Exercise prompt:
The records below must be output exactly, without pictures.

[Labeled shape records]
[Start]

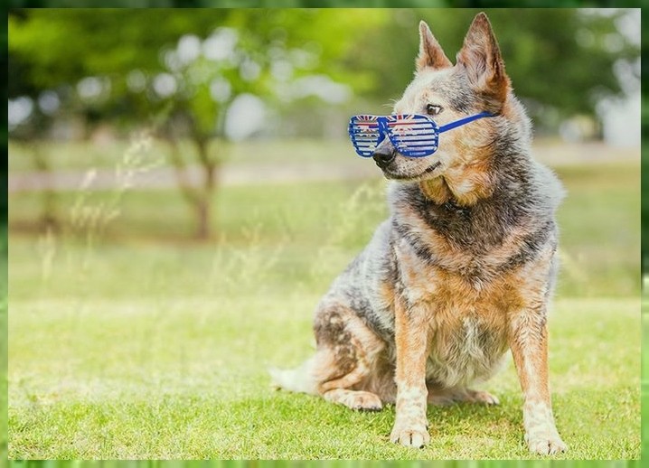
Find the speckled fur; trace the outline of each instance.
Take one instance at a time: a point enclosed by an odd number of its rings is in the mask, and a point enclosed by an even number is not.
[[[315,356],[275,379],[357,409],[394,402],[390,439],[421,446],[427,401],[497,403],[468,387],[511,349],[530,449],[565,450],[550,403],[546,328],[563,191],[531,155],[530,120],[486,16],[474,20],[455,66],[424,23],[420,36],[415,79],[395,113],[436,104],[440,125],[484,110],[496,117],[442,134],[429,157],[396,154],[383,169],[393,180],[390,218],[319,304]]]

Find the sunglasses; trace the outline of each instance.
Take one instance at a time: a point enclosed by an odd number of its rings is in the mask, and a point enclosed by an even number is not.
[[[349,121],[349,136],[359,156],[372,157],[387,136],[400,154],[425,157],[437,150],[440,133],[486,117],[494,115],[481,112],[439,126],[430,117],[419,114],[353,116]]]

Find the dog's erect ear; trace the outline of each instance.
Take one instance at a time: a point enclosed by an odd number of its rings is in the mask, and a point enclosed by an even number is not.
[[[418,55],[415,64],[417,71],[421,71],[426,68],[437,70],[453,66],[451,61],[442,51],[439,42],[430,32],[430,28],[423,21],[419,22],[419,55]]]
[[[457,65],[465,68],[469,82],[476,90],[501,104],[504,102],[510,80],[498,42],[484,13],[479,13],[471,23],[464,45],[457,52]]]

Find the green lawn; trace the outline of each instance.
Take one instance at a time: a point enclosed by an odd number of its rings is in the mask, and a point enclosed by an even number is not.
[[[550,317],[559,457],[640,455],[639,173],[568,168]],[[110,193],[84,199],[97,207]],[[80,193],[61,194],[69,217]],[[12,458],[521,458],[511,362],[498,407],[429,407],[431,445],[388,441],[394,410],[276,392],[266,368],[312,350],[320,295],[385,215],[383,183],[224,188],[211,244],[174,192],[128,192],[99,230],[26,228],[10,197]]]

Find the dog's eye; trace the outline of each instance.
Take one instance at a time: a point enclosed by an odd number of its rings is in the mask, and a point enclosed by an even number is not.
[[[442,111],[442,107],[437,104],[428,104],[426,106],[426,113],[428,116],[437,116]]]

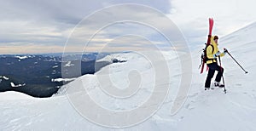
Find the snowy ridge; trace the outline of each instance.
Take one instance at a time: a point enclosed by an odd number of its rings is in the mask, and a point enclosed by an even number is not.
[[[249,71],[245,75],[226,54],[222,59],[226,94],[222,88],[204,90],[207,73],[199,74],[201,54],[195,51],[192,53],[193,80],[188,100],[182,109],[176,115],[170,115],[178,89],[172,88],[163,105],[154,115],[140,124],[122,130],[256,130],[256,57],[253,57],[256,44],[252,35],[255,32],[256,25],[253,24],[219,38],[219,48],[228,48]],[[148,54],[154,55],[154,52]],[[154,62],[161,64],[161,60],[166,60],[170,67],[171,87],[178,87],[181,76],[178,73],[180,68],[177,56],[174,52],[162,54],[164,57],[155,59]],[[154,88],[152,65],[138,53],[111,54],[99,60],[112,60],[113,58],[127,61],[108,65],[95,75],[82,76],[66,86],[86,88],[89,90],[88,95],[107,109],[124,111],[140,106],[150,96]],[[97,80],[97,75],[101,74],[109,76],[115,82],[116,87],[125,88],[129,83],[129,75],[131,75],[131,78],[138,75],[131,74],[131,71],[140,72],[142,88],[131,100],[113,99],[99,88],[101,83]],[[79,90],[74,92],[74,94],[80,94]],[[15,96],[22,98],[22,100]],[[6,92],[1,93],[0,97],[3,98],[0,100],[0,130],[113,130],[84,119],[64,94],[49,99],[34,100],[20,93]],[[6,102],[8,100],[10,100],[9,104]]]

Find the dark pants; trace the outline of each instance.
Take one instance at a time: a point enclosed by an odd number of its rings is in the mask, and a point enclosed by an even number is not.
[[[224,69],[222,67],[220,67],[216,62],[208,64],[207,66],[209,67],[209,71],[208,71],[207,78],[206,81],[205,88],[210,88],[211,81],[214,76],[215,71],[218,71],[218,74],[215,78],[216,82],[220,82],[221,77],[224,72]]]

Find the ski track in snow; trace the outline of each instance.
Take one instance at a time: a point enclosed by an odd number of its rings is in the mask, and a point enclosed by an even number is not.
[[[227,36],[228,38],[219,40],[221,43],[219,48],[227,48],[249,71],[248,74],[243,74],[240,67],[226,54],[222,60],[226,94],[223,88],[204,90],[207,73],[199,74],[197,68],[201,62],[201,54],[195,51],[192,52],[193,79],[187,101],[173,116],[170,114],[170,110],[177,88],[172,88],[161,108],[148,120],[134,127],[121,129],[108,128],[90,122],[76,111],[63,92],[47,99],[36,99],[16,92],[4,92],[0,93],[0,130],[256,130],[256,89],[254,88],[256,57],[253,57],[256,46],[254,41],[252,41],[252,35],[247,35],[256,31],[256,26],[253,25],[251,29],[245,29],[246,31],[241,29],[241,31]],[[240,39],[236,36],[241,36]],[[177,66],[177,63],[173,62],[177,59],[172,54],[165,53],[165,56],[172,61],[169,63],[169,66],[172,67],[170,71],[172,72],[171,86],[177,87],[180,69]],[[109,65],[100,71],[101,73],[108,73],[105,72],[106,68],[110,68],[113,71],[110,73],[116,75],[113,75],[113,79],[119,80],[117,84],[127,83],[125,77],[134,63],[137,63],[136,66],[141,70],[142,74],[147,76],[150,73],[150,65],[143,64],[143,58],[138,55],[130,53],[114,54],[105,59],[111,60],[112,57],[129,60],[125,63]],[[123,75],[124,73],[125,76]],[[143,100],[139,98],[147,98],[152,93],[152,88],[147,88],[151,84],[150,81],[148,81],[143,82],[145,86],[140,90],[141,92],[138,92],[139,94],[143,94],[141,95],[142,97],[135,96],[137,98],[131,101],[124,102],[102,96],[104,98],[102,100],[102,98],[97,98],[99,94],[96,89],[99,85],[94,75],[85,75],[79,79],[82,79],[83,83],[89,87],[91,97],[99,103],[119,111],[131,107],[137,108],[143,102]],[[72,84],[74,84],[74,82],[69,85]],[[61,89],[63,90],[65,89]]]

[End]

In response:
Find the speckled fur; trace the outline of each instance.
Take one instance at a time: a point enclosed by an odd number of its rings is in the mask, and a point enclosed by an even number is not.
[[[315,356],[275,379],[357,409],[394,402],[390,439],[421,446],[427,401],[497,403],[468,387],[511,349],[530,449],[565,450],[550,403],[546,328],[563,191],[531,155],[530,120],[486,16],[474,20],[455,66],[424,23],[420,36],[415,79],[395,113],[436,104],[440,125],[484,110],[496,117],[442,134],[429,157],[396,154],[383,169],[393,180],[390,218],[319,304]]]

Find the sunglasses; trace the outline of each instance.
Take one instance at a time: a point enclosed by an odd number of its rings is in the mask, and a point enclosed by an even number is not.
[[[349,121],[349,136],[359,156],[372,157],[387,136],[400,154],[425,157],[437,150],[440,133],[486,117],[494,115],[481,112],[439,126],[430,117],[419,114],[353,116]]]

Find the dog's erect ear; trace the outline of each instance.
Take one instance at a time: a point enclosed by an odd number of its rings is in the mask, and a point enclosed by an even number is not.
[[[418,55],[415,64],[417,71],[421,71],[426,68],[437,70],[453,66],[451,61],[442,51],[439,42],[430,32],[430,28],[423,21],[419,22],[419,55]]]
[[[457,65],[465,68],[469,82],[476,90],[501,104],[504,102],[510,80],[498,42],[484,13],[479,13],[471,23],[464,45],[457,52]]]

Find the green lawn; trace the outline of each instance.
Take one instance at a time: a point enclosed by an odd number of its rings is in the mask, and a point enclosed by an even number is not.
[[[550,317],[559,457],[640,455],[639,173],[568,168]],[[110,193],[84,199],[97,207]],[[80,193],[61,194],[69,217]],[[12,458],[521,458],[511,362],[498,407],[429,407],[431,445],[388,441],[394,410],[276,392],[266,368],[312,350],[320,295],[385,215],[383,183],[224,188],[211,244],[174,192],[128,192],[99,230],[26,228],[10,197]]]

Find the dog's eye; trace the outline of each instance.
Take one instance at a time: a point enclosed by an odd number of its rings is in the mask, and a point enclosed by an even number is not.
[[[442,111],[442,107],[437,104],[428,104],[426,106],[426,113],[428,116],[437,116]]]

Find the snowy ridge; trace the outline of each instance.
Take one instance at a time: a point enclosed by an odd number of its rings is in the mask, and a point enclosed by an even number is not.
[[[249,71],[245,75],[226,54],[222,59],[226,94],[222,88],[204,90],[207,73],[199,74],[201,54],[195,51],[192,53],[193,80],[188,100],[182,109],[176,115],[170,115],[178,89],[172,88],[163,105],[154,115],[140,124],[122,130],[256,130],[256,57],[253,57],[256,44],[252,35],[255,32],[256,25],[253,24],[219,38],[219,48],[228,48]],[[148,54],[154,55],[154,52]],[[154,62],[161,64],[161,60],[166,60],[170,67],[171,87],[178,87],[181,76],[178,73],[180,68],[177,56],[174,52],[162,54],[164,57],[155,59]],[[154,88],[152,65],[138,53],[111,54],[99,60],[112,60],[113,58],[127,61],[108,65],[95,75],[82,76],[66,86],[86,88],[89,90],[88,95],[107,109],[124,111],[140,106],[150,96]],[[97,80],[97,75],[101,74],[109,76],[115,82],[116,87],[125,88],[129,83],[129,75],[131,75],[131,78],[138,75],[131,74],[131,71],[140,72],[142,88],[131,100],[113,99],[99,88],[101,83]],[[79,90],[74,92],[74,94],[80,94]],[[15,96],[22,98],[22,100]],[[6,92],[1,93],[0,97],[3,98],[0,100],[0,130],[113,130],[84,119],[64,94],[49,99],[34,100],[20,93]],[[6,102],[8,100],[10,100],[9,104]]]

Find the dark pants; trace the outline of each instance.
Take one instance at a time: a point enclosed by an odd number of its rings is in the mask, and a point enclosed by an even number is not.
[[[224,69],[222,67],[220,67],[216,62],[208,64],[207,66],[209,67],[209,71],[208,71],[207,78],[206,81],[205,88],[210,88],[211,81],[214,76],[215,71],[218,71],[218,74],[215,78],[216,82],[220,82],[221,77],[224,72]]]

Find the ski track in snow; trace the outline of each instance.
Take one instance at a time: a point enclosed by an odd number of its rings is in the mask, and a point enclosed by an even number is not.
[[[227,36],[228,38],[219,40],[221,43],[219,48],[227,48],[249,71],[248,74],[243,74],[240,67],[226,54],[222,60],[226,94],[223,88],[204,90],[207,73],[199,74],[197,68],[201,62],[201,54],[195,51],[192,52],[193,79],[187,101],[173,116],[170,114],[170,110],[177,88],[172,88],[161,108],[148,120],[134,127],[121,129],[108,128],[90,122],[76,111],[63,92],[47,99],[36,99],[16,92],[4,92],[0,93],[0,130],[256,130],[256,89],[254,88],[256,57],[253,57],[256,46],[254,41],[252,41],[252,35],[247,35],[256,31],[256,26],[253,25],[251,29],[245,29],[246,31],[241,29],[241,31]],[[240,39],[236,36],[241,36]],[[177,66],[177,63],[173,62],[177,59],[172,54],[165,53],[165,56],[172,61],[169,63],[169,66],[172,67],[170,71],[172,72],[171,86],[177,87],[180,69]],[[109,65],[100,71],[101,73],[108,73],[105,72],[106,68],[110,68],[113,71],[110,73],[116,75],[113,75],[113,79],[119,80],[117,84],[127,83],[125,77],[134,63],[137,63],[136,66],[141,70],[142,74],[147,76],[150,73],[150,65],[143,64],[143,58],[138,55],[130,53],[114,54],[105,59],[111,60],[112,57],[129,60],[125,63]],[[123,75],[124,73],[125,76]],[[143,100],[139,98],[147,98],[152,93],[152,88],[147,88],[151,84],[150,81],[148,81],[143,82],[145,86],[140,90],[141,92],[138,92],[139,94],[143,94],[141,95],[142,97],[135,96],[137,98],[131,101],[124,102],[102,96],[104,98],[102,100],[102,98],[97,98],[99,94],[96,89],[99,85],[94,75],[85,75],[79,79],[82,79],[83,83],[89,87],[91,97],[99,103],[119,111],[131,107],[137,108],[143,102]],[[72,84],[74,84],[74,82],[69,85]],[[61,89],[63,90],[65,89]]]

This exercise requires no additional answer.